DOCUMENT SECTION:
═══

Amgen isn’t a big player in the common cold, sore throat remedies or allergy prescription realm of medicine. They develop a pipeline of medicines, striving to create breakthroughs.
A biotechnology pioneer since 1980, Amgen focuses on developing and manufacturing medications for rheumatoid arthritis, kidney disease, cancer and other serious medical conditions. This calls for a rigorous process of developing medications in large volumes, which can take years.
Amgen also uses a wide variety of tools to unravel the complex factors and details of disease. This unique skill set led them to become the world’s largest independent biotechnology company.
As a result of a few organizations merging together, Amgen’s leadership dynamics weren’t as balanced as their formulas and their growth not as predictable. Work Effects was able to help the medicine go down.
Through these changes in leadership, there was a need to streamline distribution, sales and marketing efforts. This change in leadership called for the company to make transitions and prepare for high growth.
Although their long range growth was unpredictable, Amgen was able to capitalize on several existing market opportunities and began growing at a very rapid pace. They were adding new employees to the organization at rate of 500 per week. Unfortunately, their on-boarding practices were insufficient and new hires were not being aligned to any sort of shared vision or strategy.
Amgen also wasn’t very well known to other health care providers or typical vendors, so achieving brand awareness was a goal of this focus on new employees, leaders, processes and systems. They were new to the market, and needed to quickly mature to keep up with competition.
The Work Effects Solution
With internal promotions rapidly occurring and new leaders joining the organization almost every week, we focused our initial attention on aligning leadership skills and principles to the organizational culture. This included cascading Amgen’s vision, developing the necessary leadership competencies, and building critical management skills.
Together, we created Amgen’s brand of leaders- it was personalized to their company, their industry, and their high growth needs. Through asssesments, the modules, and training internal coaches, Amgen cultivated sustainable change. We also measured the success rate of their trainers and coaches. Using the Check-Up 360™, we determined a success of a Kirkpatrick level three [Exhibit A].
We also found success through an all-systems approach. Integrating into their worldwide data and core HR systems, we helped Amgen ensure trainers and coaches were in the right places and had needed access to information. This fast, high tech yet transactional way of collecting and disseminating data also streamlined the oversight and accountability for leaders post-program.
The program started with the senior executives- top 200 leaders in the organization- and then moved to the top 2,500 leaders. We also focused on the different types of leaders, whether they had been in their roles for 1-2 or 3-5 years; if they were managers of managers or more strategic senior level executives.
Using our customized solutions, Amgen was able to cultivate change rapidly; from inception to implementation it was a span of about three weeks.
Through developing aligned, confident and communicative leaders, we were successful in refining the workplace environment.
Amgen leaders understood what their responsibilities were for action plans, follow through, and how to get other leaders to practice the art of leadership.
This made it possible for other departments, such as HR, to focus on their responsibilities. At the same time, the streamlined vision and goals broke down silos and encouraged collaboration across departments.
Amgen was able to succeed during a period of rapid growth. Unlike other drug company start-ups, they now had the systems and processes in place to take advantage of the technology and infrastructure of more mature systems.
Amgen successfully navigated their period of rapid growth and were prepared for the future. Amgen grew from a few thousand employees to 20,000 within a short period of time. Unlike other biotechnology start-ups, they had established the systems and processes required to respond quickly to market changes and opportunities.

═══

TASK:
Copy everything in the Amgen case study from "Amgen was able to succeed" down to "changes and opportunities.", but swap "start-ups" for "new companies".

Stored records
═══

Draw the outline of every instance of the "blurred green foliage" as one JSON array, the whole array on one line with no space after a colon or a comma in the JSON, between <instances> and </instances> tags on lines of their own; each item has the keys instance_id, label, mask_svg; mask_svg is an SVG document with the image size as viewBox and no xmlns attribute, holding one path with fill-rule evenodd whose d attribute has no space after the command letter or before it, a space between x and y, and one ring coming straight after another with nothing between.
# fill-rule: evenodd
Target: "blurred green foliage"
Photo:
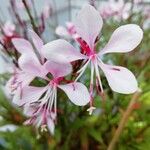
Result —
<instances>
[{"instance_id":1,"label":"blurred green foliage","mask_svg":"<svg viewBox=\"0 0 150 150\"><path fill-rule=\"evenodd\" d=\"M104 23L98 49L103 47L112 32L120 25L127 23L140 24L140 15L134 14L126 21L118 23L109 20ZM136 18L136 19L135 19ZM133 21L134 20L134 21ZM140 46L126 54L108 54L104 62L125 66L136 75L142 93L134 106L125 128L119 138L116 150L149 150L150 149L150 29L144 30ZM89 71L84 80L89 85ZM73 105L67 97L59 92L58 118L54 136L41 133L31 126L24 126L25 116L21 110L11 104L2 90L0 91L0 126L14 124L13 132L0 132L0 150L106 150L132 95L114 93L108 87L101 72L105 89L105 102L95 95L97 107L92 116L87 107ZM36 82L36 81L35 81ZM42 83L42 81L41 81ZM39 83L38 83L39 84ZM43 84L43 83L42 83Z\"/></svg>"}]
</instances>

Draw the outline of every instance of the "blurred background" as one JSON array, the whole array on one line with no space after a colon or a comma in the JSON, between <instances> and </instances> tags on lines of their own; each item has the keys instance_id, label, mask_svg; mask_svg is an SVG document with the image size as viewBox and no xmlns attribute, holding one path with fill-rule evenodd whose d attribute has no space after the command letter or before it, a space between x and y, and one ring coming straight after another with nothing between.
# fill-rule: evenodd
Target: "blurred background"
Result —
<instances>
[{"instance_id":1,"label":"blurred background","mask_svg":"<svg viewBox=\"0 0 150 150\"><path fill-rule=\"evenodd\" d=\"M66 38L57 32L57 27L69 28L78 11L86 3L93 5L104 20L98 47L103 47L113 31L124 24L135 23L144 31L142 43L126 54L108 54L104 62L127 67L136 76L141 93L132 105L124 129L115 150L150 149L150 0L0 0L0 150L107 150L119 122L124 116L133 95L112 92L103 74L105 104L95 95L96 110L93 115L87 107L64 104L64 95L59 95L58 119L55 133L41 133L33 126L25 126L26 116L21 108L12 104L12 97L5 86L12 75L12 65L19 54L11 39L29 39L28 28L33 28L44 42ZM29 12L28 12L28 10ZM34 21L33 21L34 20ZM9 29L9 32L8 30ZM90 71L81 80L89 85Z\"/></svg>"}]
</instances>

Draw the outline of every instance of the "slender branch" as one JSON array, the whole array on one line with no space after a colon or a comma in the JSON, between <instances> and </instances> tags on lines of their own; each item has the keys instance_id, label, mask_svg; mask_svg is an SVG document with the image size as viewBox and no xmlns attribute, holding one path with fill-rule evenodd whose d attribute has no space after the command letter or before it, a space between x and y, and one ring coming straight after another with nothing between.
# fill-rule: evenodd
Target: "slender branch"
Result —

═══

ANSWER SECTION:
Amgen was able to succeed during a period of rapid growth. Unlike other drug company new companies, they now had the systems and processes in place to take advantage of the technology and infrastructure of more mature systems.
Amgen successfully navigated their period of rapid growth and were prepared for the future. Amgen grew from a few thousand employees to 20,000 within a short period of time. Unlike other biotechnology new companies, they had established the systems and processes required to respond quickly to market changes and opportunities.